Report the count of lines below that include "clouds", without any other text.

Input Block Start

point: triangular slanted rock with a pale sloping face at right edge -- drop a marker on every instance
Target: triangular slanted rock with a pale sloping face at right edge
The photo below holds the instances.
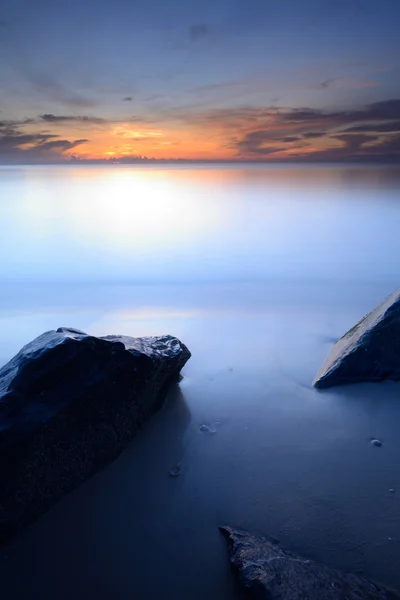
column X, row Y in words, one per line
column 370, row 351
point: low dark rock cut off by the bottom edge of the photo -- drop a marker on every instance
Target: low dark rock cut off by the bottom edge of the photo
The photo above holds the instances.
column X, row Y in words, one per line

Input Block End
Input Block Start

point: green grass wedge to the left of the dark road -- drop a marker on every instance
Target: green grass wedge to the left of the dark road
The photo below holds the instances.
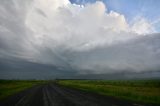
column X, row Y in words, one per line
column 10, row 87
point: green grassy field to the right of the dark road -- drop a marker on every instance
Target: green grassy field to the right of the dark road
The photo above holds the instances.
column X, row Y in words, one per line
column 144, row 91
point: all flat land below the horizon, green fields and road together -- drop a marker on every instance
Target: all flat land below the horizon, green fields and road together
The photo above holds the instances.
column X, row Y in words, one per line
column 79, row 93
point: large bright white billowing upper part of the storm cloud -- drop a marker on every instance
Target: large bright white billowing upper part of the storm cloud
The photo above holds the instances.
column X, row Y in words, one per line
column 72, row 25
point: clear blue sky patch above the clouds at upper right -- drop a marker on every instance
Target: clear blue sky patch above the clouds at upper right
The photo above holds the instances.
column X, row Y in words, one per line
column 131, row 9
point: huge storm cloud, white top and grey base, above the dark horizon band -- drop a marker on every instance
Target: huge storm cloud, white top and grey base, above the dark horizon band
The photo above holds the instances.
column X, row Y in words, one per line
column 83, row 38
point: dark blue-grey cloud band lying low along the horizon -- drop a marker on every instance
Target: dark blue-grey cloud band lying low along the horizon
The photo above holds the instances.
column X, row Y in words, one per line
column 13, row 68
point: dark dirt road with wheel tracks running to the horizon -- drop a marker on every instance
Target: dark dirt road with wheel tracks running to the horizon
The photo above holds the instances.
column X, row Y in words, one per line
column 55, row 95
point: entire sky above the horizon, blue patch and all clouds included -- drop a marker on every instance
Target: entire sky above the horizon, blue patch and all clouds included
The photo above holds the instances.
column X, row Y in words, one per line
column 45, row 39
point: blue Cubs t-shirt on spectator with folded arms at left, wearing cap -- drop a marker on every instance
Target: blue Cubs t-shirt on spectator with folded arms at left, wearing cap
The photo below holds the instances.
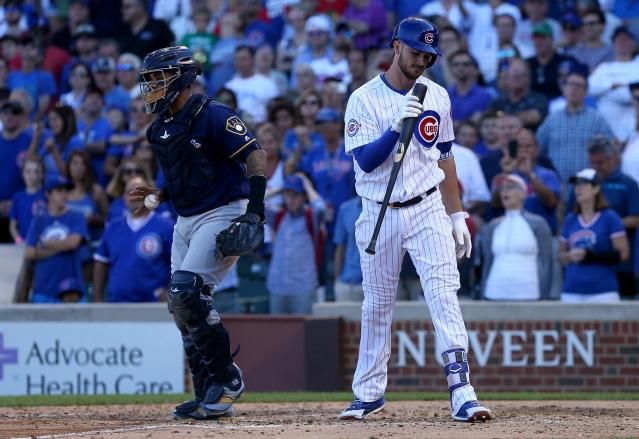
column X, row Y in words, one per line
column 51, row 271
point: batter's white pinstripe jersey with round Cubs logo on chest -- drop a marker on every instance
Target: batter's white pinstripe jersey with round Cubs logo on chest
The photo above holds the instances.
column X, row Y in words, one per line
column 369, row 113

Input Block End

Exercise answer: 4